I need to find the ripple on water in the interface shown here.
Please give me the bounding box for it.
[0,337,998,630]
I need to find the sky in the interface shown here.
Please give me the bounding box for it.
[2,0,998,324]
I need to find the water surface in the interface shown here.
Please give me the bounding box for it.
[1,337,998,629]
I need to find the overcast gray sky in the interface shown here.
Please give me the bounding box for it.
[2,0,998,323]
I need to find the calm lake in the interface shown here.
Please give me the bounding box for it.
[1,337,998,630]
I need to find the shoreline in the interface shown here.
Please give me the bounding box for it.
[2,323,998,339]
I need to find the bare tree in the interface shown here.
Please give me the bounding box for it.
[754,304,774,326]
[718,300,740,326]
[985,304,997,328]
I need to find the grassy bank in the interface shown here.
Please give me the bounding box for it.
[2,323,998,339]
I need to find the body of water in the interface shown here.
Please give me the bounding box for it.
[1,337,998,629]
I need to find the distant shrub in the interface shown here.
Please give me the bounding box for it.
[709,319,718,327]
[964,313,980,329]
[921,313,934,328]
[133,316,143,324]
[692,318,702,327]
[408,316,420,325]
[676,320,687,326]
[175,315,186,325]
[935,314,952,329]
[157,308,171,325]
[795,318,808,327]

--

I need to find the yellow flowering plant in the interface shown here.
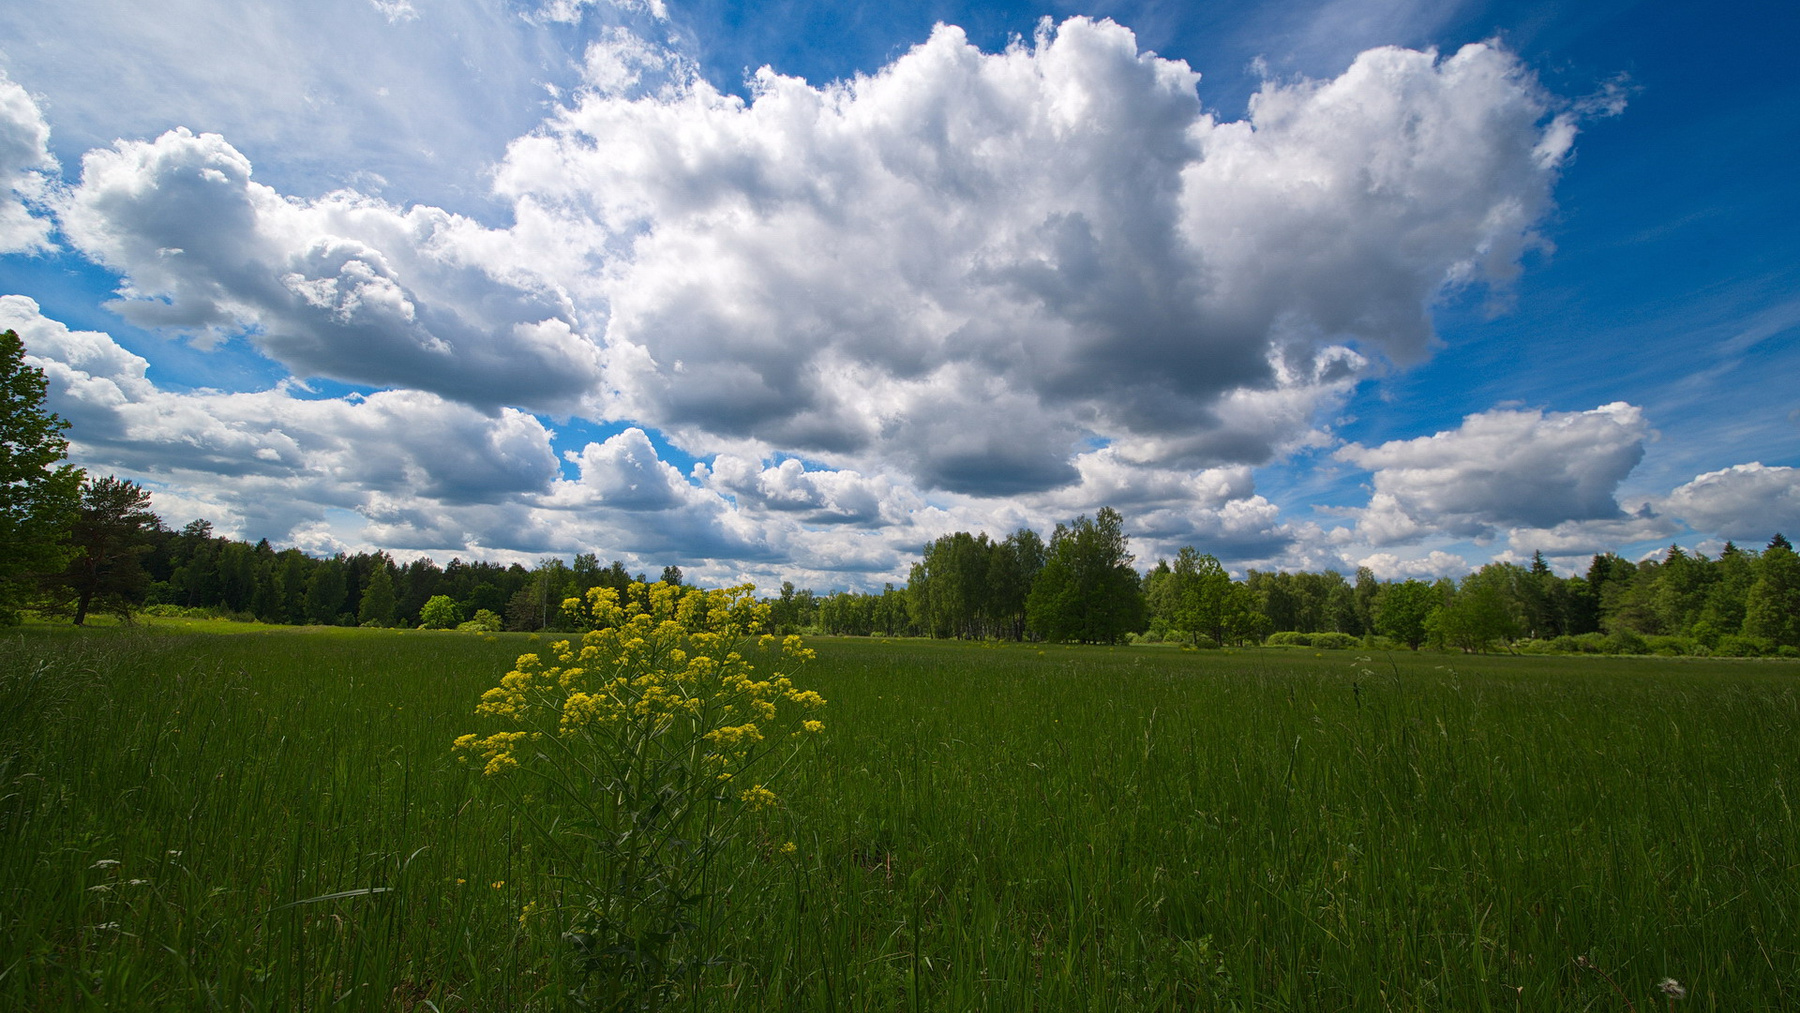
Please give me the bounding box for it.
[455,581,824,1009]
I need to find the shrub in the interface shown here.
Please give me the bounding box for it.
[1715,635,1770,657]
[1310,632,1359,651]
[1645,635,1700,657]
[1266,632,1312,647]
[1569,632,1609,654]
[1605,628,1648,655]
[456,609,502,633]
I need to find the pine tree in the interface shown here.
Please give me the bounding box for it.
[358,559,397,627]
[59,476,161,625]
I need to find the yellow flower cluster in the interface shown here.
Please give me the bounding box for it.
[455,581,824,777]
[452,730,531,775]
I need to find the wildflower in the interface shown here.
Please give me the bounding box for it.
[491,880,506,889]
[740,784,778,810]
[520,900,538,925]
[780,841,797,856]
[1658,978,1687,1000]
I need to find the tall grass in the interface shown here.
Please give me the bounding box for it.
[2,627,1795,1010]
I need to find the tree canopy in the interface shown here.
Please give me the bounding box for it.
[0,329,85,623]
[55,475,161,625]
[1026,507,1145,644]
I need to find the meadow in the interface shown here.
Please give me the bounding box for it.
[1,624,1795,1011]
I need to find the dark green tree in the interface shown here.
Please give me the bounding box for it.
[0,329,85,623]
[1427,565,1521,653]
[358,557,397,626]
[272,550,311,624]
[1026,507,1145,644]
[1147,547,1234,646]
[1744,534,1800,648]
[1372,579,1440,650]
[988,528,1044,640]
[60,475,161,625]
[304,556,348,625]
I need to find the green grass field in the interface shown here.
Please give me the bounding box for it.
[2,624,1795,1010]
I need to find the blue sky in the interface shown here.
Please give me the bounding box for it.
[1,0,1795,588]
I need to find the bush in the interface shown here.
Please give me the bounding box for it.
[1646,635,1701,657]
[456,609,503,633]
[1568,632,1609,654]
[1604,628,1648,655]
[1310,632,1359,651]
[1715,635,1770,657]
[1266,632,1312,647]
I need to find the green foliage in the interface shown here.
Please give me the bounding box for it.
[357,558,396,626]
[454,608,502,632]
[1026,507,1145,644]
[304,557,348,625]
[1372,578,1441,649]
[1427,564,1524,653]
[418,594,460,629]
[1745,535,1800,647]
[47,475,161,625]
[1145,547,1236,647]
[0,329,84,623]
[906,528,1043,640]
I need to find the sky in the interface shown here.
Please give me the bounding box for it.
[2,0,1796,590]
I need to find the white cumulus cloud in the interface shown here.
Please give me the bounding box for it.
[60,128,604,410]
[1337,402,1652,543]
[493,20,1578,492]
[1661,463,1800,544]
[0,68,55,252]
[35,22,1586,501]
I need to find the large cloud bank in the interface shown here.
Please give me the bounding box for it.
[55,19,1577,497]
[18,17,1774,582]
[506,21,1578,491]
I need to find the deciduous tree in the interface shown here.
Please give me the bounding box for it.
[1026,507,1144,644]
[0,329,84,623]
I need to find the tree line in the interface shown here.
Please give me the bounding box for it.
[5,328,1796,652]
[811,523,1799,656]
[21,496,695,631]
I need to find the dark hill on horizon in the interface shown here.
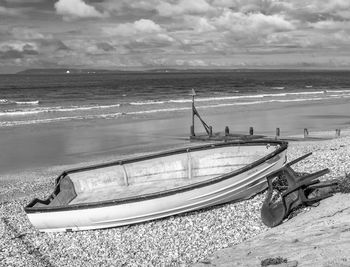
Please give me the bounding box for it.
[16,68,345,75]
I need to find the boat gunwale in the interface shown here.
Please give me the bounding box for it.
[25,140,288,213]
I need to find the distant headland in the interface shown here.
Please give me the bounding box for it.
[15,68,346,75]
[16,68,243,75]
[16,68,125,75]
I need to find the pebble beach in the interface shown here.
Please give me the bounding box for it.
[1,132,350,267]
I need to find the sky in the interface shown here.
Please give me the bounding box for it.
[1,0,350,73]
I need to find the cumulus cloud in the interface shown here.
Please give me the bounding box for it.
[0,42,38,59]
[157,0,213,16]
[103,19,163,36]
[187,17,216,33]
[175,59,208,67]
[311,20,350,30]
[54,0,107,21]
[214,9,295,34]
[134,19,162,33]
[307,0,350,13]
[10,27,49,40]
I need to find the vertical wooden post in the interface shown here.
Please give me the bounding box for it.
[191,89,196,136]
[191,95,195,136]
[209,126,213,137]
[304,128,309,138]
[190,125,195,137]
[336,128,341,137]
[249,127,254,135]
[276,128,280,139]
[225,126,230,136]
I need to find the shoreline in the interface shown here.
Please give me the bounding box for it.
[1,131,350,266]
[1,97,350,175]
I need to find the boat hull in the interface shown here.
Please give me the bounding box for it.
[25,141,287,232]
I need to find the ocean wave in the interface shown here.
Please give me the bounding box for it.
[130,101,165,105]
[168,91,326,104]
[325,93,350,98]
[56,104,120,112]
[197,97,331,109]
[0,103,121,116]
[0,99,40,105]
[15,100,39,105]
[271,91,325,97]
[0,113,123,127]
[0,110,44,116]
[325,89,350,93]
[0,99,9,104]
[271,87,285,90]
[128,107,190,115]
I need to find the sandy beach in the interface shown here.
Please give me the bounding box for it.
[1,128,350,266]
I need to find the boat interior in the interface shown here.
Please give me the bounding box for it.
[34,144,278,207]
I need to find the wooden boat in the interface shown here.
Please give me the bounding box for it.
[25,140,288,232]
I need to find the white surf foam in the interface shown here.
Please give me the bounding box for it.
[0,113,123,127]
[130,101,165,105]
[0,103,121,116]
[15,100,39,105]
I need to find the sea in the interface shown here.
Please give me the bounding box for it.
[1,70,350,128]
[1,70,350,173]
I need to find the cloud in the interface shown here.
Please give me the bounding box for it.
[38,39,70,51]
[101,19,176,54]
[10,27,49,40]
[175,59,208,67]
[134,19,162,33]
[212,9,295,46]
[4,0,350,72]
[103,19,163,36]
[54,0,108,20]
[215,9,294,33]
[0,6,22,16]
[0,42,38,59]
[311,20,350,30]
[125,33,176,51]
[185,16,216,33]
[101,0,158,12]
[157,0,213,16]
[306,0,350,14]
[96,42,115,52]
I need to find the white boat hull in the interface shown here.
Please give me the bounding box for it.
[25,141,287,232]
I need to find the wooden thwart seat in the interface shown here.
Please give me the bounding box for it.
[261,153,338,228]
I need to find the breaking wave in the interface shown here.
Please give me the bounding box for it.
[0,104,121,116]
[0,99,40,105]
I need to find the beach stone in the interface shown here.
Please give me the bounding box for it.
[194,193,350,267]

==

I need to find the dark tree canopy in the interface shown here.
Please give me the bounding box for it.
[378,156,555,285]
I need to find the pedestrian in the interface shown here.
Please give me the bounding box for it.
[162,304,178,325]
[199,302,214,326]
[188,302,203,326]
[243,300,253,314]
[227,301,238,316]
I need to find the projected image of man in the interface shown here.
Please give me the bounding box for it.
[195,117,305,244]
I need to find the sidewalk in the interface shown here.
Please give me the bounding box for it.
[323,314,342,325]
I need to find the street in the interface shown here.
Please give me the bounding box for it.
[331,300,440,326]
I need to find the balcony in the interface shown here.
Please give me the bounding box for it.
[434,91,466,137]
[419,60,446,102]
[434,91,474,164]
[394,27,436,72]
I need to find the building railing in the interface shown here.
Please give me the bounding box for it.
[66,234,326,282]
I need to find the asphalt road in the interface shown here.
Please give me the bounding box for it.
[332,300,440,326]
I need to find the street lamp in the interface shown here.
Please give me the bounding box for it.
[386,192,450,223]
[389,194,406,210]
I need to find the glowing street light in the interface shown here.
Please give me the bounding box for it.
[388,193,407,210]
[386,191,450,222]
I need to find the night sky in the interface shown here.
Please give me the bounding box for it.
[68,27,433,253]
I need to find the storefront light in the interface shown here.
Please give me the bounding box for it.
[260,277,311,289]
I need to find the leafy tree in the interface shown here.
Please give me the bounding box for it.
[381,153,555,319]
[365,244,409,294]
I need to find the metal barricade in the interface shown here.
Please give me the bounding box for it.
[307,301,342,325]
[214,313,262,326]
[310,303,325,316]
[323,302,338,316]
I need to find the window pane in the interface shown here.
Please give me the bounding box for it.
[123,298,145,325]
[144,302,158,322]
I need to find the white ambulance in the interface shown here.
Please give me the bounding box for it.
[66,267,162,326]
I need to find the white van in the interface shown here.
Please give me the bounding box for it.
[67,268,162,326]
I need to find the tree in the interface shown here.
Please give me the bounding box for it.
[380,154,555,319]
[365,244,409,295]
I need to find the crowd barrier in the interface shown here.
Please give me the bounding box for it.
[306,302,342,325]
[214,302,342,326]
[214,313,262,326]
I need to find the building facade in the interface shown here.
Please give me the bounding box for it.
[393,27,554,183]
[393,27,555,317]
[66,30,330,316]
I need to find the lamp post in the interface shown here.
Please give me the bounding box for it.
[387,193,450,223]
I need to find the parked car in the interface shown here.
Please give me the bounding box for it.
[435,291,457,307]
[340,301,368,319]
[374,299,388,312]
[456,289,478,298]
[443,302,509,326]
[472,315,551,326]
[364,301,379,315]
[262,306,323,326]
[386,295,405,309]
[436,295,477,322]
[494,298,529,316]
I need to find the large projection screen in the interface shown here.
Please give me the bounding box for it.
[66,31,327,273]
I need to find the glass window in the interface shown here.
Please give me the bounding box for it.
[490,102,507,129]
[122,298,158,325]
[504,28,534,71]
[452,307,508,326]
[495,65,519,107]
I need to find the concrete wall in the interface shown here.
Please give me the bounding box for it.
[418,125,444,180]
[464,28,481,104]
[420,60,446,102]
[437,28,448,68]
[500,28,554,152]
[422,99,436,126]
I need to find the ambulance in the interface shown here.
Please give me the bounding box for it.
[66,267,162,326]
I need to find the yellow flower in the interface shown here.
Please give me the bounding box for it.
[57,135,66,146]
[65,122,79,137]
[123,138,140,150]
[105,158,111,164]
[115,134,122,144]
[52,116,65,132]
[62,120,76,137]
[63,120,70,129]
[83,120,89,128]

=== WHAT NEEDS TO BE DONE ===
Identify each line in the records above containing the word "white"; copy those lines.

=== RESPONSE TO THE TASK ===
I need to find the white cumulus cloud in the interface shown here.
I need to find the white surf foam in the interface shown here.
I need to find the white boat hull in the interface shown here.
I need to find the white ambulance in the interface shown here.
I need to find the white van in the interface shown here.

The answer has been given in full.